● Textauszug:

Marianengraben
von Jasmin Schreiber
Eichborn Verlag, Köln 2020
253 Seiten, 20 Euro
Die Ich-Erzählerin Paula erlebt, wie sie der Tod ihres kleinen Bruders Tim, zu dem sie ein inniges Verhältnis hat, aus der Bahn wirft. Tim ist
während eines Urlaubs mit seinen Eltern im Meer ertrunken. Paula hatte sich trotz Tims wiederholter Bitte, doch mitzufahren, nicht zu diesem Familienurlaub entschließen können. Nun plagen sie
Schuldgefühle. Hätte sie ihren Bruder retten können, sie hätte doch bestimmt gespürt, dass Tims Kräfte nicht ausgereicht hatten, das Ufer zu erreichen. Wenn sie doch nur mitgefahren wäre
...
Paula gerät in eine tiefe Depression. So tief wie der Marianengraben ist ihre Trauer und Verzweiflung. Gerade über die Tiefsee und die darin lebenden Fische hat Paula sich mit Tim ausgetauscht, die Tiefsee, ihr gemeinsames Interesse, ihr gemeinsames Forschen, die Verortung ihrer tiefen geschwisterlichen Zuneigung. Paula zermürbt sich mit Fragen zu Tims letzten Gedanken. „Hat er an mich gedacht? War er verzweifelt, dass ich nicht dort war, um ihm zu helfen? Oder hat er an Fische gedacht, an seine geliebten Kraken?“ Ihre Schuldgefühle wachsen.

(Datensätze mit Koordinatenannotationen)
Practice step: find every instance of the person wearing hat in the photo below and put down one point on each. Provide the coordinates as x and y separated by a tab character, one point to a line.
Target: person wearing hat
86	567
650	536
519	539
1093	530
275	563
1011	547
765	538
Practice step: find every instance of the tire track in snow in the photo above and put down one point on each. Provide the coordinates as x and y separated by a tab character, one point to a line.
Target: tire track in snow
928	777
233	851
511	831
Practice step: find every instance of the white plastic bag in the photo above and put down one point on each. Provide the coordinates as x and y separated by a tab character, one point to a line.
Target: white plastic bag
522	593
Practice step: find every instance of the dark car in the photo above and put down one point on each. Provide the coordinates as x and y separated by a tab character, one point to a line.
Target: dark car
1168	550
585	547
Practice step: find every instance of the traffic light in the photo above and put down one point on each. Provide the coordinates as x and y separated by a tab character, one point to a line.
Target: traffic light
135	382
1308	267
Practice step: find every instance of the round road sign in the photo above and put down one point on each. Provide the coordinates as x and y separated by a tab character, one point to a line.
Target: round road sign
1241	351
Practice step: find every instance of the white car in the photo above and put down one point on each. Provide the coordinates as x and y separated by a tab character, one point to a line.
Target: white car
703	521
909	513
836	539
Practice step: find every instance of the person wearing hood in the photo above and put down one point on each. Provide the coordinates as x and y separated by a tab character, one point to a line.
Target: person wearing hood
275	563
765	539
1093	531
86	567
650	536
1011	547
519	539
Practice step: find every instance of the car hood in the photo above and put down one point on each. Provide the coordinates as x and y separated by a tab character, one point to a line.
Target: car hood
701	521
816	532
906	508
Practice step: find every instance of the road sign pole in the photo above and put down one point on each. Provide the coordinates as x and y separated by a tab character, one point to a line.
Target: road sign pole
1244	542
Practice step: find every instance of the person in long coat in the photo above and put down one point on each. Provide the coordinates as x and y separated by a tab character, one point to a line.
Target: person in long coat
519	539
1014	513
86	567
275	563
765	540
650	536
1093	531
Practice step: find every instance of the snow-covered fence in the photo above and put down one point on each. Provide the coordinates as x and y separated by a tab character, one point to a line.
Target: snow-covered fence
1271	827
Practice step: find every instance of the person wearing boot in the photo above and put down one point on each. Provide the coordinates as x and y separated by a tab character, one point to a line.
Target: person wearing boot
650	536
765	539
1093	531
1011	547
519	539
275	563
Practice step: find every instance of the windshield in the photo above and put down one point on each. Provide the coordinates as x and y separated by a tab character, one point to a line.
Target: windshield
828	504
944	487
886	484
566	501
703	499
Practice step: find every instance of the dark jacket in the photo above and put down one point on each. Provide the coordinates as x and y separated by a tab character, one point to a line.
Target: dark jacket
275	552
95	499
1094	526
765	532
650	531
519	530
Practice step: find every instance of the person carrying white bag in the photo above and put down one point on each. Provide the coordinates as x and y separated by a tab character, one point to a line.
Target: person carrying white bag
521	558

● Aufgaben:
**a)** Wie ist Tim laut dem Textauszug ums Leben gekommen?
**b)** Übernehmen Sie aus dem Textauszug wortgetreu alles von „Paula gerät in“ bis hinunter zu „Ihre Schuldgefühle wachsen.“.

● Lösungen:
**a)** Tim ist während eines Urlaubs mit seinen Eltern im Meer ertrunken.

**b)**
Paula gerät in eine tiefe Depression. So tief wie der Marianengraben ist ihre Trauer und Verzweiflung. Gerade über die Tiefsee und die darin lebenden Fische hat Paula sich mit Tim ausgetauscht, die Tiefsee, ihr gemeinsames Interesse, ihr gemeinsames Forschen, die Verortung ihrer tiefen geschwisterlichen Zuneigung. Paula zermürbt sich mit Fragen zu Tims letzten Gedanken. „Hat er an mich gedacht? War er verzweifelt, dass ich nicht dort war, um ihm zu helfen? Oder hat er an Fische gedacht, an seine geliebten Kraken?“ Ihre Schuldgefühle wachsen.